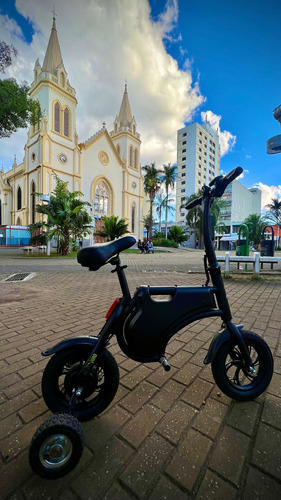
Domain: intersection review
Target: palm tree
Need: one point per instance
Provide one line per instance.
(168, 178)
(255, 223)
(113, 228)
(66, 215)
(274, 214)
(177, 234)
(146, 223)
(162, 202)
(152, 184)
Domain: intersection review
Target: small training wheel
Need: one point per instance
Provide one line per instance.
(56, 446)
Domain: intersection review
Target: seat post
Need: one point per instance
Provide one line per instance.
(121, 276)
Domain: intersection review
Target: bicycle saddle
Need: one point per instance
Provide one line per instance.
(98, 255)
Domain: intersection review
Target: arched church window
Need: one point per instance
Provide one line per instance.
(33, 203)
(133, 221)
(66, 122)
(19, 198)
(57, 117)
(62, 79)
(101, 199)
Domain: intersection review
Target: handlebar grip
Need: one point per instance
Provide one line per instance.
(232, 175)
(194, 203)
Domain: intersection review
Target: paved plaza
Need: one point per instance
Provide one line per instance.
(166, 435)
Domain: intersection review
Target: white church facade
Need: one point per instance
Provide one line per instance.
(106, 168)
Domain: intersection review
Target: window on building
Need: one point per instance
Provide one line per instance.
(102, 199)
(62, 79)
(33, 190)
(57, 117)
(19, 198)
(133, 218)
(66, 122)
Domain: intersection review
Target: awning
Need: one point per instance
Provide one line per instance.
(229, 238)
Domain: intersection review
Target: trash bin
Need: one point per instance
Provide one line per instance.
(242, 246)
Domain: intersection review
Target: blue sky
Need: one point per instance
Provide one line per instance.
(235, 48)
(181, 58)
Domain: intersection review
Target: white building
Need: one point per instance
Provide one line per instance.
(105, 168)
(240, 203)
(198, 162)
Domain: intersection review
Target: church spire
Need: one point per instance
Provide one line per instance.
(53, 57)
(125, 115)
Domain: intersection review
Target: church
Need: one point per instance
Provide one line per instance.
(105, 168)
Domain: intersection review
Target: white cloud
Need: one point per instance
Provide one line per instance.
(268, 193)
(227, 139)
(104, 42)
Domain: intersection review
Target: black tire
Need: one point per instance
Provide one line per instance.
(98, 387)
(230, 374)
(56, 447)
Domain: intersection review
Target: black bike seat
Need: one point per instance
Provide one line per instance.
(98, 255)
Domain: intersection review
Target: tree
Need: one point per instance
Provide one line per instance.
(274, 214)
(177, 234)
(113, 228)
(168, 178)
(162, 203)
(255, 223)
(66, 216)
(152, 184)
(17, 110)
(146, 223)
(6, 54)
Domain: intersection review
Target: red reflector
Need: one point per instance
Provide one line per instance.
(112, 307)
_ _ _
» **What needs to be done**:
Strip out the pictures and reproduce the remaining material above exactly.

» **Result of this exercise**:
Domain: intersection review
Target: palm tree
Need: one point per instance
Provide one line per instance.
(168, 178)
(255, 223)
(113, 228)
(66, 215)
(274, 214)
(177, 234)
(146, 223)
(162, 202)
(152, 184)
Domain: intersection review
Target: small training wheel
Need: one point per instance
Provide one line per instance.
(56, 446)
Domain: intersection review
Target: seat post
Need: one point per instance
Provide one line per instance.
(121, 276)
Domain: intersection review
Target: bicycle saddle
Need: one point per instance
Provide one line per instance.
(98, 255)
Domain: intersection review
Target: arched church window
Need: one point per instance
Provide one line per instance.
(33, 203)
(133, 221)
(66, 122)
(19, 198)
(57, 117)
(62, 79)
(101, 199)
Domain: intersection review
Target: handlebar grip
Need: one point per instance
Provide one line per instance.
(232, 175)
(194, 203)
Domain: intersection review
Target: paved plaza
Need: one point per instance
Provide one line per instance.
(166, 435)
Domain: intersection review
Target: white church facade
Need: one point per instance
Provide one line per instance.
(106, 168)
Domain: intersection review
Target: window on building
Need: one point per instance
Provide one line per instance.
(102, 199)
(62, 79)
(33, 190)
(57, 117)
(19, 198)
(133, 218)
(66, 122)
Domain: intersection review
Target: awning
Need: one point per instance
Provide one line per instance.
(229, 238)
Domain: intersection review
Target: trash bin
Need: one point per instance
Provide one line per instance.
(242, 246)
Domain: intersection review
Target: blue sky
Need: one point per instance
Provide one line per instance.
(235, 48)
(181, 58)
Domain: intersection review
Target: white building
Need: one point per instance
Provide one line per instance.
(105, 168)
(240, 203)
(198, 162)
Domain: intersection review
Target: church spire
Need: one point per instance
Provide one line per instance.
(53, 57)
(125, 115)
Domain: intersection review
Target: church
Need: one point per instance
Provide one line per instance.
(105, 168)
Domain: intersection review
Target: white cloud
Need: one point per instance
Provide one line per instance.
(268, 193)
(227, 139)
(104, 42)
Domain: intersection review
Target: black tire
Need: one point per instance
Provide one line per instance.
(98, 387)
(230, 374)
(56, 447)
Domain: intersection review
Target: black bike seat
Need: one point per instance
Provide one line per instance.
(98, 255)
Domain: intersection review
Target: tree
Need: one point per instance
Provide one line per instance.
(274, 214)
(177, 234)
(113, 228)
(168, 178)
(162, 203)
(255, 223)
(66, 216)
(152, 184)
(17, 110)
(146, 223)
(6, 54)
Domain: intersection review
Target: red reflector
Need: one point per instance
Provide one line per instance.
(112, 307)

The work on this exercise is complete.